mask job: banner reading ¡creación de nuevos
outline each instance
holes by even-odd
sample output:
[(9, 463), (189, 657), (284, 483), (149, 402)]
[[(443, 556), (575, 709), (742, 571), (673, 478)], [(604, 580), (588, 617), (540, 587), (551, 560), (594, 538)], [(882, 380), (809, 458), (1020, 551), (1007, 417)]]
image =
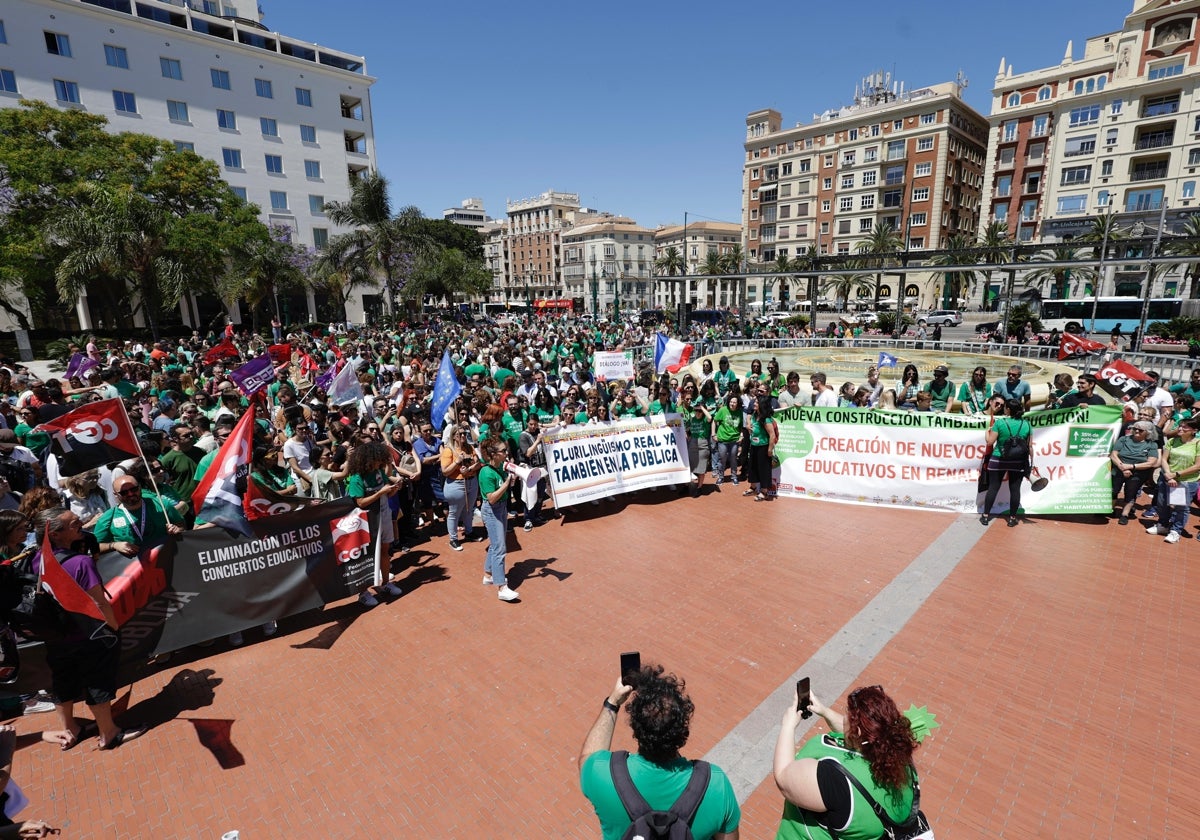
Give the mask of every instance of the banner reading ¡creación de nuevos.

◇ ◇ ◇

__Goal__:
Could you copy out the material above word for word, leaving out the picture?

__Exercise answer__:
mask job: banner reading ¡creación de nuevos
outline each instance
holes by even-odd
sample output:
[(9, 463), (189, 657), (284, 483), (149, 402)]
[[(443, 556), (575, 709), (742, 571), (673, 478)], [(604, 580), (588, 617), (540, 587), (551, 560), (594, 538)], [(882, 380), (809, 458), (1020, 551), (1007, 417)]]
image =
Give the mask of every instance of the banner reading ¡creación de nuevos.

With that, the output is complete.